How Lloyd Price changed the world

In 1952, teenage singer Lloyd Price recorded his debut 45. Lawdy Miss Clawdy, a rambunctious slice of R&B that patterned the New Orleans sound, was issued on Art Rupe’s Specialty label and hit the US R&B No.1 spot, eventually selling a million copies. Not only was it musically significant, but its social and cultural impact was huge too.

“What it did was bring about a crucial chain of events,” says Lloyd Price today from his New York home, where he’s lived since 1959. “Before that record, if a bunch of black kids and a bunch of white kids were walking down the same side of the road, the black kids would have to cross the road to the other side: you didn’t talk to each other, you didn’t look at one another, you lived separate lives. That’s how it was.

“After Lawdy Miss Clawdy, suddenly black kids and white kids were coming together through music. White kids were buying the record, dancing to the record, and that was the catalyst for the first youth movement.

“Four years after Lawdy Miss Clawdy, Ms Rosa Parks sat on a bus in Montgomery, Alabama. Where did that come from? Six years later, Martin Luther King marched in Washington with nearly 300,000 people. That could not have possibly happened if the young black kids and the young white kids hadn’t got together and started having music in common. Those young kids of the 1950s, they are now the grandparents of the kids who voted in President Obama.

Region labeling records
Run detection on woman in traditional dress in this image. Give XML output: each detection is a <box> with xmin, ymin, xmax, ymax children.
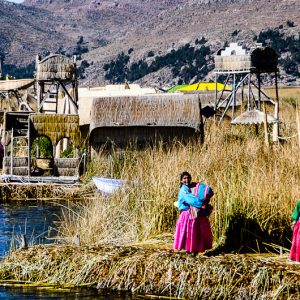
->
<box><xmin>173</xmin><ymin>172</ymin><xmax>213</xmax><ymax>254</ymax></box>
<box><xmin>290</xmin><ymin>201</ymin><xmax>300</xmax><ymax>262</ymax></box>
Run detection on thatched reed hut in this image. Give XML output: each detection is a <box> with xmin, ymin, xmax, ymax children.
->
<box><xmin>214</xmin><ymin>43</ymin><xmax>278</xmax><ymax>73</ymax></box>
<box><xmin>36</xmin><ymin>54</ymin><xmax>76</xmax><ymax>80</ymax></box>
<box><xmin>2</xmin><ymin>112</ymin><xmax>81</xmax><ymax>176</ymax></box>
<box><xmin>30</xmin><ymin>114</ymin><xmax>80</xmax><ymax>147</ymax></box>
<box><xmin>90</xmin><ymin>94</ymin><xmax>214</xmax><ymax>149</ymax></box>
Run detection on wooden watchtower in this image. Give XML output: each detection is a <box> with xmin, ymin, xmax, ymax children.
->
<box><xmin>2</xmin><ymin>54</ymin><xmax>80</xmax><ymax>181</ymax></box>
<box><xmin>214</xmin><ymin>43</ymin><xmax>278</xmax><ymax>136</ymax></box>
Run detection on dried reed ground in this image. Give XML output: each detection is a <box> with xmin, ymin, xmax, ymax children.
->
<box><xmin>0</xmin><ymin>91</ymin><xmax>300</xmax><ymax>299</ymax></box>
<box><xmin>60</xmin><ymin>107</ymin><xmax>300</xmax><ymax>251</ymax></box>
<box><xmin>0</xmin><ymin>245</ymin><xmax>300</xmax><ymax>299</ymax></box>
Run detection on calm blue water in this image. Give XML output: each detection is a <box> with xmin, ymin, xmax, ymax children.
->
<box><xmin>0</xmin><ymin>201</ymin><xmax>62</xmax><ymax>256</ymax></box>
<box><xmin>0</xmin><ymin>201</ymin><xmax>141</xmax><ymax>300</ymax></box>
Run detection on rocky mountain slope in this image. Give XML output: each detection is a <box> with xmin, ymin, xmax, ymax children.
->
<box><xmin>0</xmin><ymin>0</ymin><xmax>300</xmax><ymax>85</ymax></box>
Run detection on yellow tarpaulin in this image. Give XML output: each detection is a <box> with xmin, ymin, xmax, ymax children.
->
<box><xmin>178</xmin><ymin>82</ymin><xmax>232</xmax><ymax>92</ymax></box>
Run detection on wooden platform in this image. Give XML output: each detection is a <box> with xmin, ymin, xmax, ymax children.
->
<box><xmin>0</xmin><ymin>174</ymin><xmax>79</xmax><ymax>185</ymax></box>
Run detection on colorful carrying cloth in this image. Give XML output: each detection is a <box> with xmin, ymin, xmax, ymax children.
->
<box><xmin>289</xmin><ymin>221</ymin><xmax>300</xmax><ymax>262</ymax></box>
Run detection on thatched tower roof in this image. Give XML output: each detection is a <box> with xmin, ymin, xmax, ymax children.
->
<box><xmin>90</xmin><ymin>94</ymin><xmax>215</xmax><ymax>132</ymax></box>
<box><xmin>36</xmin><ymin>54</ymin><xmax>76</xmax><ymax>80</ymax></box>
<box><xmin>0</xmin><ymin>79</ymin><xmax>34</xmax><ymax>92</ymax></box>
<box><xmin>231</xmin><ymin>110</ymin><xmax>277</xmax><ymax>125</ymax></box>
<box><xmin>214</xmin><ymin>43</ymin><xmax>278</xmax><ymax>73</ymax></box>
<box><xmin>30</xmin><ymin>114</ymin><xmax>80</xmax><ymax>147</ymax></box>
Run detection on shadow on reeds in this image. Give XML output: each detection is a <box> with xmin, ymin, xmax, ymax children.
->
<box><xmin>207</xmin><ymin>215</ymin><xmax>292</xmax><ymax>255</ymax></box>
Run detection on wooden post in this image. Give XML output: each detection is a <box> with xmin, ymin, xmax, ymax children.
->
<box><xmin>257</xmin><ymin>73</ymin><xmax>261</xmax><ymax>110</ymax></box>
<box><xmin>74</xmin><ymin>234</ymin><xmax>80</xmax><ymax>246</ymax></box>
<box><xmin>296</xmin><ymin>105</ymin><xmax>300</xmax><ymax>148</ymax></box>
<box><xmin>247</xmin><ymin>73</ymin><xmax>252</xmax><ymax>111</ymax></box>
<box><xmin>10</xmin><ymin>128</ymin><xmax>14</xmax><ymax>176</ymax></box>
<box><xmin>273</xmin><ymin>72</ymin><xmax>279</xmax><ymax>142</ymax></box>
<box><xmin>27</xmin><ymin>116</ymin><xmax>31</xmax><ymax>176</ymax></box>
<box><xmin>231</xmin><ymin>74</ymin><xmax>236</xmax><ymax>120</ymax></box>
<box><xmin>198</xmin><ymin>95</ymin><xmax>204</xmax><ymax>144</ymax></box>
<box><xmin>263</xmin><ymin>102</ymin><xmax>269</xmax><ymax>147</ymax></box>
<box><xmin>82</xmin><ymin>149</ymin><xmax>86</xmax><ymax>174</ymax></box>
<box><xmin>21</xmin><ymin>234</ymin><xmax>28</xmax><ymax>248</ymax></box>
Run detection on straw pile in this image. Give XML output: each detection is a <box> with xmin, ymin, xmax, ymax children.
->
<box><xmin>0</xmin><ymin>245</ymin><xmax>300</xmax><ymax>299</ymax></box>
<box><xmin>30</xmin><ymin>114</ymin><xmax>80</xmax><ymax>146</ymax></box>
<box><xmin>54</xmin><ymin>158</ymin><xmax>79</xmax><ymax>176</ymax></box>
<box><xmin>90</xmin><ymin>94</ymin><xmax>209</xmax><ymax>131</ymax></box>
<box><xmin>36</xmin><ymin>54</ymin><xmax>76</xmax><ymax>80</ymax></box>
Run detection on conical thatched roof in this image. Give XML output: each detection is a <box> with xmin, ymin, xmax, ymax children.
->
<box><xmin>36</xmin><ymin>54</ymin><xmax>76</xmax><ymax>80</ymax></box>
<box><xmin>231</xmin><ymin>109</ymin><xmax>277</xmax><ymax>125</ymax></box>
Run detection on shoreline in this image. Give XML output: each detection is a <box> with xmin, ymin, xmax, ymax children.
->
<box><xmin>0</xmin><ymin>182</ymin><xmax>96</xmax><ymax>203</ymax></box>
<box><xmin>0</xmin><ymin>245</ymin><xmax>300</xmax><ymax>299</ymax></box>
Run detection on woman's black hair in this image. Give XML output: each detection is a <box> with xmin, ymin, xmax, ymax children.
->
<box><xmin>179</xmin><ymin>171</ymin><xmax>192</xmax><ymax>187</ymax></box>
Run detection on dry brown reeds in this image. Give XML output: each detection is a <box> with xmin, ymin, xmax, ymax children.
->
<box><xmin>60</xmin><ymin>91</ymin><xmax>300</xmax><ymax>251</ymax></box>
<box><xmin>0</xmin><ymin>183</ymin><xmax>88</xmax><ymax>202</ymax></box>
<box><xmin>0</xmin><ymin>245</ymin><xmax>300</xmax><ymax>299</ymax></box>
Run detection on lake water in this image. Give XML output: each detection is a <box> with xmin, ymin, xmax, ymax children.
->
<box><xmin>0</xmin><ymin>201</ymin><xmax>140</xmax><ymax>300</ymax></box>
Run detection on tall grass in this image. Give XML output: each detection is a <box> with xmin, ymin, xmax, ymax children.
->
<box><xmin>60</xmin><ymin>95</ymin><xmax>300</xmax><ymax>251</ymax></box>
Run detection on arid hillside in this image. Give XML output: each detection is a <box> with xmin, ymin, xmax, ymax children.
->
<box><xmin>0</xmin><ymin>0</ymin><xmax>300</xmax><ymax>85</ymax></box>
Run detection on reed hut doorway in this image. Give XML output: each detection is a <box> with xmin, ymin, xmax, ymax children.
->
<box><xmin>30</xmin><ymin>136</ymin><xmax>53</xmax><ymax>176</ymax></box>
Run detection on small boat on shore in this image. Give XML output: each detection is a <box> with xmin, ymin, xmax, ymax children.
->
<box><xmin>92</xmin><ymin>176</ymin><xmax>127</xmax><ymax>194</ymax></box>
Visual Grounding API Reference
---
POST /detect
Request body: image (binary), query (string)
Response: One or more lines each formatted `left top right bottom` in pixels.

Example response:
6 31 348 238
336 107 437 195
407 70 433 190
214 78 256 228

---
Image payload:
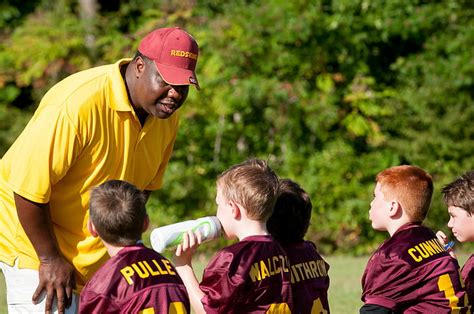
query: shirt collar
108 58 133 111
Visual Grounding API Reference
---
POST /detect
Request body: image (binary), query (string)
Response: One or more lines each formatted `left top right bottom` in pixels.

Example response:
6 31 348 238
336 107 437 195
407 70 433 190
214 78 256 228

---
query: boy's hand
436 230 456 258
174 230 202 267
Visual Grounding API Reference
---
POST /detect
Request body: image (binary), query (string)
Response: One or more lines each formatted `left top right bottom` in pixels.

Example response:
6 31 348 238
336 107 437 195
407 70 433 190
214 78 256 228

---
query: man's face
448 206 474 242
369 183 391 231
133 58 189 119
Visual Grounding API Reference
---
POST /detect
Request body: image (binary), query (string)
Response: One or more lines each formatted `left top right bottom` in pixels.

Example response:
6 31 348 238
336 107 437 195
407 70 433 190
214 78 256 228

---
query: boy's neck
236 220 269 241
102 240 143 257
104 242 124 257
387 215 411 236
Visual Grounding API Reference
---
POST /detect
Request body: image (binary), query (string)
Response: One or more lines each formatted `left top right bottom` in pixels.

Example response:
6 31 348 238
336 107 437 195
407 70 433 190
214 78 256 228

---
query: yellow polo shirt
0 59 178 289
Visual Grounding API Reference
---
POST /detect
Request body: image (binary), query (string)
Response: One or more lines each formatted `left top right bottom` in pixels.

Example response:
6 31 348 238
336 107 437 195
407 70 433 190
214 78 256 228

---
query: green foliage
0 0 474 254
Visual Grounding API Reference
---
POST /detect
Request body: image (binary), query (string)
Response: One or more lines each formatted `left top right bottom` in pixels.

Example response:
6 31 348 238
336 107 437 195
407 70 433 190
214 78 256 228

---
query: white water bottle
150 216 222 253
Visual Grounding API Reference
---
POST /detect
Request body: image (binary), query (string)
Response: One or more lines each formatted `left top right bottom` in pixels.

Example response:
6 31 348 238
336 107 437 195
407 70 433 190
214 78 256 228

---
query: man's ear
134 56 146 78
142 214 150 232
87 219 99 238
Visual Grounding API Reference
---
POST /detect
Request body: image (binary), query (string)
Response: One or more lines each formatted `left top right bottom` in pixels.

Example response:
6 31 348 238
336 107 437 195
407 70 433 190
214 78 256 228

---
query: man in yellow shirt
0 28 199 313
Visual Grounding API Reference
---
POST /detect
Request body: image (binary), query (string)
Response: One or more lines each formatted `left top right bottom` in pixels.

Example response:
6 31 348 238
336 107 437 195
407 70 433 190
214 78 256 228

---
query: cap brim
155 62 201 90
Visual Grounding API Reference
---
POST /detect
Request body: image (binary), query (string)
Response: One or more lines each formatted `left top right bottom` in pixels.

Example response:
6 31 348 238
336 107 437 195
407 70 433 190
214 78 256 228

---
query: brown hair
441 170 474 215
89 180 146 246
376 165 433 222
217 159 278 221
267 179 313 244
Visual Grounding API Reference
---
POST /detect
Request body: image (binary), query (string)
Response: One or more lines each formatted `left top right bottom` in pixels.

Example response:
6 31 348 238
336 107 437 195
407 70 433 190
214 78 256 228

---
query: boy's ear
142 214 150 232
389 201 403 218
229 201 242 220
87 219 99 238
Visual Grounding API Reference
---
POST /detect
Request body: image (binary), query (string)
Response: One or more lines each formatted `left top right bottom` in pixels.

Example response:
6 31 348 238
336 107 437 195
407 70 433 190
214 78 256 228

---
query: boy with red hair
437 171 474 306
360 165 468 313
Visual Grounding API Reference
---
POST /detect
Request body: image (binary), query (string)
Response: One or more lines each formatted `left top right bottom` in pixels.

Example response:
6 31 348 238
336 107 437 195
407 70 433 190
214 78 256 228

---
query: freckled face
369 183 390 231
132 58 189 119
448 206 474 242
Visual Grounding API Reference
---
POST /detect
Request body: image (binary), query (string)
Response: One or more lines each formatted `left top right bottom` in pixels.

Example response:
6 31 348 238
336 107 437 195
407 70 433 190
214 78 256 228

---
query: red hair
376 165 433 222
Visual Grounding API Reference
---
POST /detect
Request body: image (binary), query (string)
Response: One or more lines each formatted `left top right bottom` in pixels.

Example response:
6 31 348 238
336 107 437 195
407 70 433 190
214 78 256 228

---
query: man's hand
174 231 202 267
14 193 75 313
32 257 76 313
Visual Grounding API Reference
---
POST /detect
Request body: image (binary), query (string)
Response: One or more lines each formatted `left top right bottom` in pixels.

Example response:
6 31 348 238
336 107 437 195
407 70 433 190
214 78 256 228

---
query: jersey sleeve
3 103 81 203
200 252 245 313
362 255 410 310
79 290 121 314
145 113 179 191
359 304 395 314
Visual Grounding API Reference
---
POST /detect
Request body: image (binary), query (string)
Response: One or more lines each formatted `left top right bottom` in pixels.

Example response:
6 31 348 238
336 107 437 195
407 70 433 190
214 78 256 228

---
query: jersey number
139 302 187 314
438 274 467 313
266 303 291 314
311 298 328 314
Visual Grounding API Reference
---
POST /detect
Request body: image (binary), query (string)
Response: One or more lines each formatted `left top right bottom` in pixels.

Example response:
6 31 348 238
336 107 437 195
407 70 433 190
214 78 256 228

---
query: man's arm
14 193 75 313
359 304 395 314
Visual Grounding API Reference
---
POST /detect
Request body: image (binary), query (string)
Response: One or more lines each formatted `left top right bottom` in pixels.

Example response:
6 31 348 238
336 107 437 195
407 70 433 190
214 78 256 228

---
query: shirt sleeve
3 106 81 203
362 254 414 310
145 119 179 191
200 252 245 313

- TASK DESCRIPTION -
Resume the article about Lloyd Price and "Lawdy Miss Clawdy," starting right after its final sentence.

- TASK RESULT -
This music played such an important role, not just in the US but around the world. This record caused the bell to ring for civil rights. People heard the call through the beat of the music.” Lloyd Price first heard the beat of the music on the jukebox in his mother Beatrice Price’s Fish ’n’ Fry. Born in Kenner, Louisiana on March 9, 1933, he sang and danced along to the songs being played on it from an early age.

“When I was seven, I saw an aeroplane in the sky and I said to my mother that I wanted to fly aeroplanes,” Price says. “My mother said coloured people don’t do that, so then I said I wanted to be a musician. ‘Now that you can do – you can sing and you can dance and you can make music.’

“Well, there was a jukebox in the Fish ’n’ Fry. There were only 10 records on it – that meant 20 songs with the A and B sides, and it cost five cents to play a side. Customers would put records on, I’d sing and dance to them and they would throw quarters to see me do it. I remember to this day the records on that jukebox: Louis Jordan, now he was the king; then there was Amos Milburn, Charles Brown, Lucky Millinder, Rosco Gordon. There was Nat King Cole too. That’s where it all started for me, with that jukebox.”

Price took up the piano, his touchstones being Professor Longhair and Fats Domino. “Fats Domino had had a hit with The Fat Man – that was the hottest record in town and I wanted to play that kind of music. One time I was playing and my younger brother Leo joined in on a beer case, using it as a drum, and from that moment we were a band and we spent all our time playing – at home, at school on lunch break.”

After school, Price worked at the airport, loading food onto planes. It was there he met Mr Morgan, a co-worker who ran a club in Kenner.

“He said he’d heard of our band and did we want to try out for a slot playing Friday and Saturday nights at Morgan’s. I couldn’t believe it. I got some friends from school to join me and my brother and we started practising. We got the gig.”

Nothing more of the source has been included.